▶ [PROBLEM REQUIREMENTS] Which lines in the data below contain the string "spot"? Show each one.

▶ [DATA TO PROCESS]
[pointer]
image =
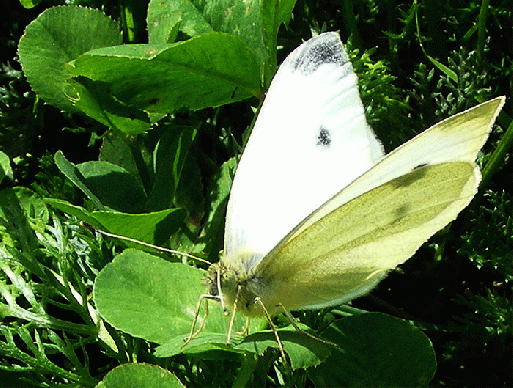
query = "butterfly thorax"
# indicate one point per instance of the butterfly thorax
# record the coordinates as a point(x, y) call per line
point(233, 280)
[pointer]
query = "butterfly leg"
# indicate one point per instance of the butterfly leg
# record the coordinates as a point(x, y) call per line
point(273, 328)
point(292, 321)
point(195, 320)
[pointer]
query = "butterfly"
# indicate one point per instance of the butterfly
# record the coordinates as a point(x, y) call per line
point(317, 215)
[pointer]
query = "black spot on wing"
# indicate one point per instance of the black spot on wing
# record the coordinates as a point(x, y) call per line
point(324, 138)
point(325, 48)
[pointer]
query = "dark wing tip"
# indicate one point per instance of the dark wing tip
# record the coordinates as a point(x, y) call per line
point(325, 48)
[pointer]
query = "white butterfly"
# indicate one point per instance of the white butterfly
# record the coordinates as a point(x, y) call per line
point(317, 216)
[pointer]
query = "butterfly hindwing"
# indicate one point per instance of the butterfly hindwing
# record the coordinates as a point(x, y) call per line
point(345, 247)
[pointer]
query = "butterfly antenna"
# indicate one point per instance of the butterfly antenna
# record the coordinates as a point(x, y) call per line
point(172, 251)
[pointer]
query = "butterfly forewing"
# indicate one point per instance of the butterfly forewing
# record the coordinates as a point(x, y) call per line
point(343, 248)
point(310, 140)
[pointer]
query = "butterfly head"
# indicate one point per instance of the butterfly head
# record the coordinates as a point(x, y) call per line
point(234, 283)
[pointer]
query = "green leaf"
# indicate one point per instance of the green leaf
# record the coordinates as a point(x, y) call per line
point(154, 228)
point(205, 71)
point(57, 36)
point(113, 185)
point(170, 156)
point(140, 376)
point(74, 175)
point(76, 211)
point(151, 298)
point(164, 22)
point(95, 100)
point(376, 350)
point(218, 193)
point(5, 166)
point(162, 14)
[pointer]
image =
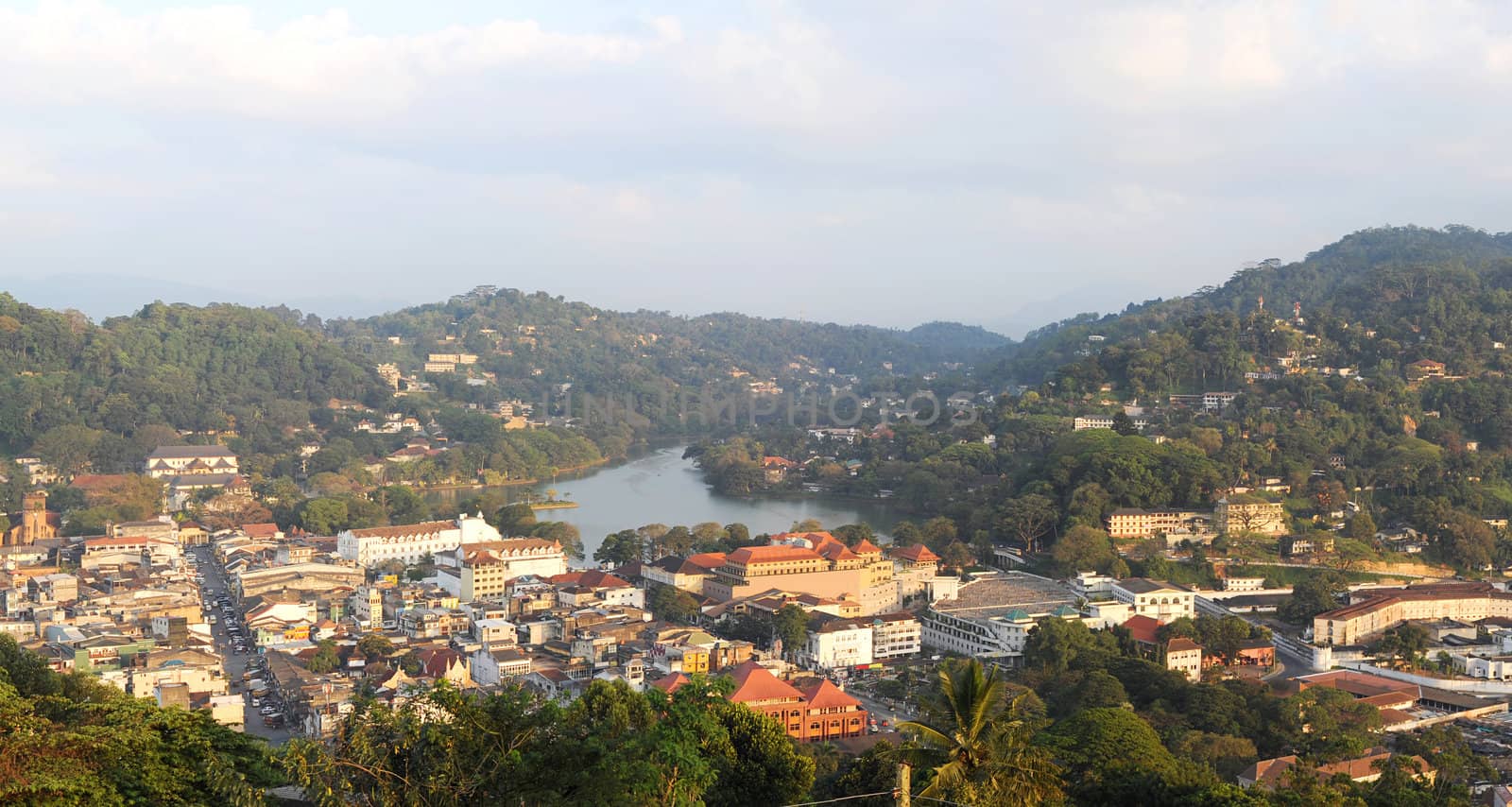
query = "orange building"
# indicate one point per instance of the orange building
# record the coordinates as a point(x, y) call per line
point(814, 562)
point(32, 524)
point(820, 713)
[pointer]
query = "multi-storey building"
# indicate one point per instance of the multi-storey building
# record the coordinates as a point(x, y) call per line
point(1148, 524)
point(992, 617)
point(816, 562)
point(816, 713)
point(484, 569)
point(410, 542)
point(1249, 514)
point(1159, 600)
point(896, 635)
point(173, 461)
point(1375, 610)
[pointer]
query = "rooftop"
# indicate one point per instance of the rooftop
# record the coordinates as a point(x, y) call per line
point(1009, 592)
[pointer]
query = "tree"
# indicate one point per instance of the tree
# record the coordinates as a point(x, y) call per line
point(325, 658)
point(564, 534)
point(1361, 526)
point(1100, 744)
point(1313, 595)
point(1124, 425)
point(673, 605)
point(791, 625)
point(67, 448)
point(1337, 726)
point(1056, 644)
point(619, 547)
point(516, 519)
point(740, 535)
point(972, 738)
point(375, 645)
point(1085, 549)
point(957, 555)
point(1028, 519)
point(324, 516)
point(760, 764)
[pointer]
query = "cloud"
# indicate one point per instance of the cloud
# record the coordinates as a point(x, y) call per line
point(718, 156)
point(314, 67)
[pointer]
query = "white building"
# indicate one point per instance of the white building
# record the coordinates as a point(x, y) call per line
point(495, 663)
point(484, 569)
point(992, 617)
point(836, 643)
point(896, 635)
point(412, 542)
point(1159, 600)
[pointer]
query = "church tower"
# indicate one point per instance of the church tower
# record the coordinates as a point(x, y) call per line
point(34, 519)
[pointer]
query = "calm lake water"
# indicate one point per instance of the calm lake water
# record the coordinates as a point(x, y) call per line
point(662, 487)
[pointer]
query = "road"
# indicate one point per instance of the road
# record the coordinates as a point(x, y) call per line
point(234, 665)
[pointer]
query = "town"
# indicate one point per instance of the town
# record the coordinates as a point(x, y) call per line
point(276, 633)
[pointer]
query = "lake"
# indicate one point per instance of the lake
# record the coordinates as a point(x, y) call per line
point(662, 487)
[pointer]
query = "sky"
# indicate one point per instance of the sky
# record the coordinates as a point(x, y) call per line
point(856, 161)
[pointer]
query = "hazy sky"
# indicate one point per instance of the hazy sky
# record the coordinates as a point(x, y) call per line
point(850, 161)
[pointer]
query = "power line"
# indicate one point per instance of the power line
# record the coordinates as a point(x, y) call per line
point(843, 798)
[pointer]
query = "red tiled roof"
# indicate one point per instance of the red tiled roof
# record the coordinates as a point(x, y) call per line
point(770, 555)
point(838, 552)
point(670, 683)
point(1142, 627)
point(828, 695)
point(589, 579)
point(423, 527)
point(919, 554)
point(95, 481)
point(708, 559)
point(755, 683)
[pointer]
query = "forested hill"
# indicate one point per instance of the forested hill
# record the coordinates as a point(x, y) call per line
point(1421, 292)
point(514, 335)
point(186, 368)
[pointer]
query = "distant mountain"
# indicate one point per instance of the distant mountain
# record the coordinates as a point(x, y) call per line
point(1421, 290)
point(533, 342)
point(956, 339)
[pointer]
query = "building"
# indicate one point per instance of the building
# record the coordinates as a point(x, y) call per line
point(816, 562)
point(1293, 546)
point(818, 713)
point(1375, 610)
point(1184, 656)
point(992, 617)
point(1244, 584)
point(1425, 368)
point(486, 567)
point(896, 635)
point(314, 577)
point(1148, 524)
point(835, 643)
point(1249, 514)
point(173, 461)
point(496, 663)
point(410, 542)
point(1104, 421)
point(684, 573)
point(1272, 773)
point(34, 524)
point(1159, 600)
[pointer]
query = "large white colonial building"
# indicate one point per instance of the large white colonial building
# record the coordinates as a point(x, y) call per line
point(410, 542)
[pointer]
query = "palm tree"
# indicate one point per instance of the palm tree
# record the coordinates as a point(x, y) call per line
point(979, 743)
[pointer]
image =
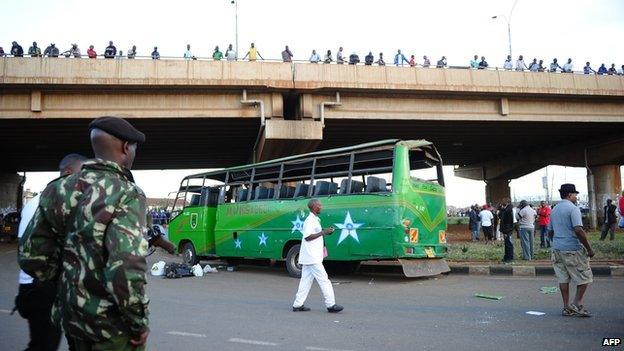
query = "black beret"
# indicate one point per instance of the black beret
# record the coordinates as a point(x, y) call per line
point(119, 128)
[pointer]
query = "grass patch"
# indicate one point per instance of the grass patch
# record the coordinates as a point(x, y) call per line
point(469, 251)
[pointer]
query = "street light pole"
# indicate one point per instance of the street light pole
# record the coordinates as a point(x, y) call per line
point(508, 20)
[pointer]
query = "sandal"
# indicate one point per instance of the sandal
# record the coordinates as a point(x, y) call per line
point(568, 312)
point(580, 311)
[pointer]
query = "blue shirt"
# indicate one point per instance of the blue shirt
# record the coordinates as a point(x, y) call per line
point(564, 217)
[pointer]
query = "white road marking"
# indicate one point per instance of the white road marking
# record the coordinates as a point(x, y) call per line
point(313, 348)
point(187, 334)
point(252, 342)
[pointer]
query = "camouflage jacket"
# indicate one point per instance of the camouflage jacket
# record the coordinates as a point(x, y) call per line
point(92, 222)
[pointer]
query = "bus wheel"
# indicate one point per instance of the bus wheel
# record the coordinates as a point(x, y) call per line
point(294, 269)
point(188, 254)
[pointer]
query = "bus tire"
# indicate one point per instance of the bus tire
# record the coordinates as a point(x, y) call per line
point(294, 269)
point(189, 256)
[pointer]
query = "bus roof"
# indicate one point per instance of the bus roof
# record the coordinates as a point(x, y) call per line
point(409, 143)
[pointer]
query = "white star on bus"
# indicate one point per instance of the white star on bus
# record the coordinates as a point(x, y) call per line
point(297, 225)
point(348, 229)
point(262, 239)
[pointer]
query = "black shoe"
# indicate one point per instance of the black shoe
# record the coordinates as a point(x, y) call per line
point(335, 309)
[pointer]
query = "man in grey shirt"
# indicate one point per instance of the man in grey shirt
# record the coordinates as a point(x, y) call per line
point(526, 223)
point(571, 251)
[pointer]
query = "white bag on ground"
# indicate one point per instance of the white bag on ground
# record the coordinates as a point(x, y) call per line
point(158, 268)
point(208, 269)
point(197, 270)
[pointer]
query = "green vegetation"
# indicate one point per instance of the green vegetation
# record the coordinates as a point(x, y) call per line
point(469, 251)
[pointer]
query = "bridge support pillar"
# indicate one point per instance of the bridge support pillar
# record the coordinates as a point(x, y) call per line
point(496, 190)
point(607, 184)
point(10, 191)
point(280, 138)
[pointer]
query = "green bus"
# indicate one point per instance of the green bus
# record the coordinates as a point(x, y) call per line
point(371, 193)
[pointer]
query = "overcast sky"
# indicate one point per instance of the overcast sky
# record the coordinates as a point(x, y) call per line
point(583, 30)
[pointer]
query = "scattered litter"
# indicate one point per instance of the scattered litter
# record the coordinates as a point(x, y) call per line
point(158, 268)
point(490, 297)
point(208, 269)
point(549, 289)
point(197, 270)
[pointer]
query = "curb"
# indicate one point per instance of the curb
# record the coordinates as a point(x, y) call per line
point(529, 271)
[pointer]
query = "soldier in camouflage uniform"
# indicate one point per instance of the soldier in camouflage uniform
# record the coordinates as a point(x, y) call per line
point(87, 232)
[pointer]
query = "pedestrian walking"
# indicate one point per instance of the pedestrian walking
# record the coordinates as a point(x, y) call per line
point(311, 257)
point(527, 229)
point(610, 219)
point(101, 300)
point(507, 227)
point(543, 219)
point(571, 251)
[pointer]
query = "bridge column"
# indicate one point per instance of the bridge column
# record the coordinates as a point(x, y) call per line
point(496, 190)
point(10, 190)
point(607, 185)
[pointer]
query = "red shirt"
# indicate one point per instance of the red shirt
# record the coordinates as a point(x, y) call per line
point(543, 214)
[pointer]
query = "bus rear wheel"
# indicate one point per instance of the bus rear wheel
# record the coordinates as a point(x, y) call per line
point(188, 254)
point(292, 265)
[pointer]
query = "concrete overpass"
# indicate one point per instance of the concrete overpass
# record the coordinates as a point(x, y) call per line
point(494, 125)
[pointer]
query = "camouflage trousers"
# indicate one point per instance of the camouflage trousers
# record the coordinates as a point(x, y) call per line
point(118, 343)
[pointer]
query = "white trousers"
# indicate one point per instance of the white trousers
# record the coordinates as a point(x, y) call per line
point(309, 272)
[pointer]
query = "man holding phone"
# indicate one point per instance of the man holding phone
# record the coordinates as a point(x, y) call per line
point(311, 257)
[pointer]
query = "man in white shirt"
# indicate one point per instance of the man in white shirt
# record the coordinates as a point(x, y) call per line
point(35, 299)
point(486, 223)
point(311, 257)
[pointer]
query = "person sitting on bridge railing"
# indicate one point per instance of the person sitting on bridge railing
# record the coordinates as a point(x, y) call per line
point(217, 55)
point(315, 58)
point(474, 63)
point(339, 56)
point(612, 70)
point(155, 54)
point(73, 51)
point(483, 64)
point(534, 67)
point(508, 65)
point(132, 52)
point(110, 50)
point(287, 54)
point(567, 68)
point(16, 50)
point(369, 59)
point(520, 65)
point(34, 51)
point(91, 52)
point(328, 57)
point(354, 59)
point(441, 62)
point(188, 55)
point(399, 59)
point(230, 54)
point(253, 53)
point(554, 66)
point(426, 61)
point(587, 69)
point(51, 51)
point(381, 61)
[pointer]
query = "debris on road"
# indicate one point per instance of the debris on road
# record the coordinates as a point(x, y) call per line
point(489, 297)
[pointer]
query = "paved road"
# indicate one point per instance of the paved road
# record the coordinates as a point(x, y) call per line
point(250, 310)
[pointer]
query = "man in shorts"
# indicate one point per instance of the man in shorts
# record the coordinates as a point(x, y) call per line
point(570, 251)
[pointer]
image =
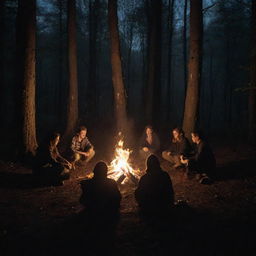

▶ [WRITTEN ANSWER]
query = "black spot on wing"
# indicate one point per instance of the black spot on wing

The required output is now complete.